TASK GOAL: Everything in the listing below from the line containing "Expected: one point per instance of the forehead, with" through the line containing "[[234, 510]]" must be repeated exactly; the remaining lines are not wanted.

PROVIDED INFORMATION Start Marker

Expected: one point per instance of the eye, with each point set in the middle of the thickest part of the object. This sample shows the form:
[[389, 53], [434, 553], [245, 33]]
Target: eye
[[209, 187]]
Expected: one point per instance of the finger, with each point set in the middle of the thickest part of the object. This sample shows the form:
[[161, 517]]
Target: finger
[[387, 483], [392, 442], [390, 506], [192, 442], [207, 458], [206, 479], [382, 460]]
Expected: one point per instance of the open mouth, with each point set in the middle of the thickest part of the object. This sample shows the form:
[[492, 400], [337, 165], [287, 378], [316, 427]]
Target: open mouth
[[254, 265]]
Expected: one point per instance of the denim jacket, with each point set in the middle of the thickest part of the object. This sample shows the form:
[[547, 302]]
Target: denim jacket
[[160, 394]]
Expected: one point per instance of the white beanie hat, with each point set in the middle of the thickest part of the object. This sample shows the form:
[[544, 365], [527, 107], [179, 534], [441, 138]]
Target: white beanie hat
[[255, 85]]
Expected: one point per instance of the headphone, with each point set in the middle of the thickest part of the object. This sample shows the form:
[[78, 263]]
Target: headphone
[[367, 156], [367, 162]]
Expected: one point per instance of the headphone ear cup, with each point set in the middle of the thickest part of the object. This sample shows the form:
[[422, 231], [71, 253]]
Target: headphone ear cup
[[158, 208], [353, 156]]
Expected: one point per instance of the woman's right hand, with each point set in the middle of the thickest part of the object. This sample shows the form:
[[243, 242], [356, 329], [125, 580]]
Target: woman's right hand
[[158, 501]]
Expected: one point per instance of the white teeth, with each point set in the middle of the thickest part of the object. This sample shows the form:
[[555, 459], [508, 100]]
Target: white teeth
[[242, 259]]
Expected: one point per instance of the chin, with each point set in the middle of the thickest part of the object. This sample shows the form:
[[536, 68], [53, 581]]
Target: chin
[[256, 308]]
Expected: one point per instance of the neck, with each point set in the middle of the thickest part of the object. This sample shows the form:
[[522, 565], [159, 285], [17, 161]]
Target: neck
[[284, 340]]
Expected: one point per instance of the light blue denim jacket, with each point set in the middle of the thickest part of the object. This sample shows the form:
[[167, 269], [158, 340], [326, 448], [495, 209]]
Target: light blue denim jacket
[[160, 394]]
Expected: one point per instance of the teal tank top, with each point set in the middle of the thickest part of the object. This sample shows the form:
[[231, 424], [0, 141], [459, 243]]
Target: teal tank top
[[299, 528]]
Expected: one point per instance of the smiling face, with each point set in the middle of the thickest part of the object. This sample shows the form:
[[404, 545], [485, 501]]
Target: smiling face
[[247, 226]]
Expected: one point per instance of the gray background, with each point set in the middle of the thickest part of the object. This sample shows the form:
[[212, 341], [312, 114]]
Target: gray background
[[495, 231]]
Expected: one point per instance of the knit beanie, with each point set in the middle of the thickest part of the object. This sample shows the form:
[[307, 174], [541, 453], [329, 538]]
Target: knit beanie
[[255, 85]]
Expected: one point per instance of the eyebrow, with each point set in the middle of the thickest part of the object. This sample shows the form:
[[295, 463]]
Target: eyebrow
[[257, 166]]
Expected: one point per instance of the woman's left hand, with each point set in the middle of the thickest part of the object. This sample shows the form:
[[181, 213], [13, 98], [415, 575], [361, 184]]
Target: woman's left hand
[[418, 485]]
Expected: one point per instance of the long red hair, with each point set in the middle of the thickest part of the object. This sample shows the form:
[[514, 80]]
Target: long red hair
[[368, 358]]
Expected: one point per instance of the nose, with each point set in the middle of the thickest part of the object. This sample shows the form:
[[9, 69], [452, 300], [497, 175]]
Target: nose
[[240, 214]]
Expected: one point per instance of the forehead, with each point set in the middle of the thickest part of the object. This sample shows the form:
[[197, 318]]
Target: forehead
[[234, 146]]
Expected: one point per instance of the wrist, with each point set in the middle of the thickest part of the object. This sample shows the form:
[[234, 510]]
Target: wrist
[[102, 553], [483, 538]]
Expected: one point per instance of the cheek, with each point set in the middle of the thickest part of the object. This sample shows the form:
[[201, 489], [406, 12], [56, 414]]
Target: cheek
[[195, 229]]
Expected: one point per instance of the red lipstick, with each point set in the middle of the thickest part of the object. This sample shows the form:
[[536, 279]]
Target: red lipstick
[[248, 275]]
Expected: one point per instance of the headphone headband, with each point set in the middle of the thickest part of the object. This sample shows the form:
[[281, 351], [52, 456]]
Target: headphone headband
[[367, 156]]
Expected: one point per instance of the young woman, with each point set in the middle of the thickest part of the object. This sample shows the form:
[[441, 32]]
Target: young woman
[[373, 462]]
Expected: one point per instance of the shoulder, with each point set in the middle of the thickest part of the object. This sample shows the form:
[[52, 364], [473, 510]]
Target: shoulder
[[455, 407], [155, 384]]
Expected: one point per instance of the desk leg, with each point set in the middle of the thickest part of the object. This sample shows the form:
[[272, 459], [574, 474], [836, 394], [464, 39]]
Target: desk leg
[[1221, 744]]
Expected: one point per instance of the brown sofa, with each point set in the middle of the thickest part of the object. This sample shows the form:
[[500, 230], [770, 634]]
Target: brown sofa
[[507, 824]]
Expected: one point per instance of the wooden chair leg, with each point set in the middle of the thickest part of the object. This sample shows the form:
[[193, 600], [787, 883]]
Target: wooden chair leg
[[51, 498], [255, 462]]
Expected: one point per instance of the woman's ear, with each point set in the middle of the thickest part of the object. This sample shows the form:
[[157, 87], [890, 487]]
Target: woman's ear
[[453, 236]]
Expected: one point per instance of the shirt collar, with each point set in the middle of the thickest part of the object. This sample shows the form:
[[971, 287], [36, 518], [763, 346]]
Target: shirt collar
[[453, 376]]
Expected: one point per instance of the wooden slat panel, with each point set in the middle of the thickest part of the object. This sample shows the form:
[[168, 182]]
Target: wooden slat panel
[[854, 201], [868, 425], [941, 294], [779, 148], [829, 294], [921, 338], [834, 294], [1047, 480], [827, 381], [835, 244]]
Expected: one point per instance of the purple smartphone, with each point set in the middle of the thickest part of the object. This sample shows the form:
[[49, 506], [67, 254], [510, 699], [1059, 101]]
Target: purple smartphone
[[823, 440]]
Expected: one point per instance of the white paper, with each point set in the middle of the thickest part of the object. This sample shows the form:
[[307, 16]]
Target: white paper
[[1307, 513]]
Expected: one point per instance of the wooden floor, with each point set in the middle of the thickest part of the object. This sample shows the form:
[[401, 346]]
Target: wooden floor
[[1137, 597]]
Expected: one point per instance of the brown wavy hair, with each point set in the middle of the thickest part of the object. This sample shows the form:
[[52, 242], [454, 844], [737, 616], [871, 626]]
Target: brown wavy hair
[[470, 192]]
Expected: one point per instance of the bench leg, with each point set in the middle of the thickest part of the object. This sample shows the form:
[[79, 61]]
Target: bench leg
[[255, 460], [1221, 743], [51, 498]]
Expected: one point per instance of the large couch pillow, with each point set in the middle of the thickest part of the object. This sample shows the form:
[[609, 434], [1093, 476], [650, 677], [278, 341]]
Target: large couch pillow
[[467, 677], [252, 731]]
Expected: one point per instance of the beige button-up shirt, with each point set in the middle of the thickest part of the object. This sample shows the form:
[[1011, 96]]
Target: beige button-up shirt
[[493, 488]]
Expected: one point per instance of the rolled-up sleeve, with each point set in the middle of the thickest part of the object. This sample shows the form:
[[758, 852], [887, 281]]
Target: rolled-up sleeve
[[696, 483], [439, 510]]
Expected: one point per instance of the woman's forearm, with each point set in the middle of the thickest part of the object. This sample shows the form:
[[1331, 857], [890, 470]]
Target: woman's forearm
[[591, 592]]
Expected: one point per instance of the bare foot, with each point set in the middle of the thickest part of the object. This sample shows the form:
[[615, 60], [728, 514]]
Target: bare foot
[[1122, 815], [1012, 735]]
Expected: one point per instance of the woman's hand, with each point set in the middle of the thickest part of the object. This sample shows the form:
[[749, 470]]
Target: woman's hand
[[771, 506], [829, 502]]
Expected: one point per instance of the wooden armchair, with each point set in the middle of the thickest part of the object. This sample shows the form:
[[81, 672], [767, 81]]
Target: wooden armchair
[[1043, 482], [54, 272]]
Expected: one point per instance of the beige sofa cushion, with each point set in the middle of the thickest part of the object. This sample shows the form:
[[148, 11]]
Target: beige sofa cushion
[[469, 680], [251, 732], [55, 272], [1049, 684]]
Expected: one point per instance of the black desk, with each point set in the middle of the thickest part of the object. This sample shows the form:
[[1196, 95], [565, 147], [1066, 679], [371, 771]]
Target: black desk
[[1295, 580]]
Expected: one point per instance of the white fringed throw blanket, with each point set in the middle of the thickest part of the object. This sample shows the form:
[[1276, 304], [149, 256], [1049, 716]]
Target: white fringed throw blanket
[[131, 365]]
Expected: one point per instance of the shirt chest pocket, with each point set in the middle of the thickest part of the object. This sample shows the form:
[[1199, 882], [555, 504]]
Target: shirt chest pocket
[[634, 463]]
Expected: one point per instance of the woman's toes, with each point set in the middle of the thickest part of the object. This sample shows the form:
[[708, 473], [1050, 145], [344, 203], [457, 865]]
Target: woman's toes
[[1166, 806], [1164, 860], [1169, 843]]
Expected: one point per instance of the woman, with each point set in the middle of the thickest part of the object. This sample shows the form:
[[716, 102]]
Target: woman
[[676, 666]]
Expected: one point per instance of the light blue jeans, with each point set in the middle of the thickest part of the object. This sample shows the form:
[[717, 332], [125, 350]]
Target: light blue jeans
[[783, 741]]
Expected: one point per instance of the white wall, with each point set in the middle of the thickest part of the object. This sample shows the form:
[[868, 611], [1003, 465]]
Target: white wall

PROVIDED INFORMATION End Marker

ANSWER AREA:
Expected: one point per instance of the forehead, with each point set in the middle of the thickest part of the object. This sample shows the form:
[[197, 318]]
Target: forehead
[[234, 146]]
Expected: one point per instance of the wrist, with each point set in the middle of the thickest part of the object. This sample shows the form:
[[234, 510]]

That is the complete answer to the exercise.